## Supplied data
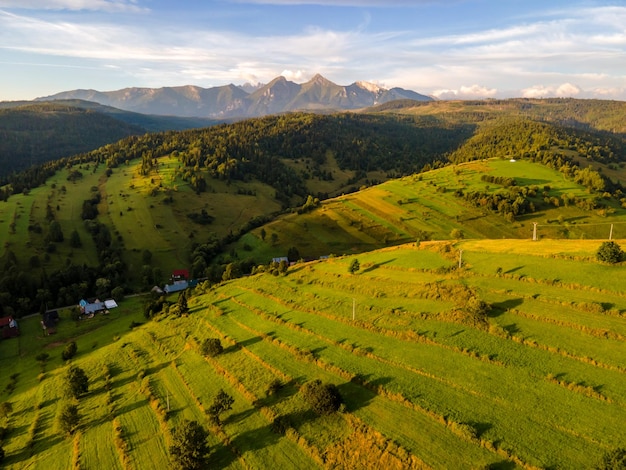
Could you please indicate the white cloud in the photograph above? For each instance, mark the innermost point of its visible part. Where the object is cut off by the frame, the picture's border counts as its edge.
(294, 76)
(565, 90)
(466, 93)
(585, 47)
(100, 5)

==

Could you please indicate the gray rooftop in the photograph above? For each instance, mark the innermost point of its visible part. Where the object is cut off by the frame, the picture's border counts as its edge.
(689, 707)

## Request
Please count how many lines of text in the material above contain the word "picture". Give only the number.

## Worked solution
2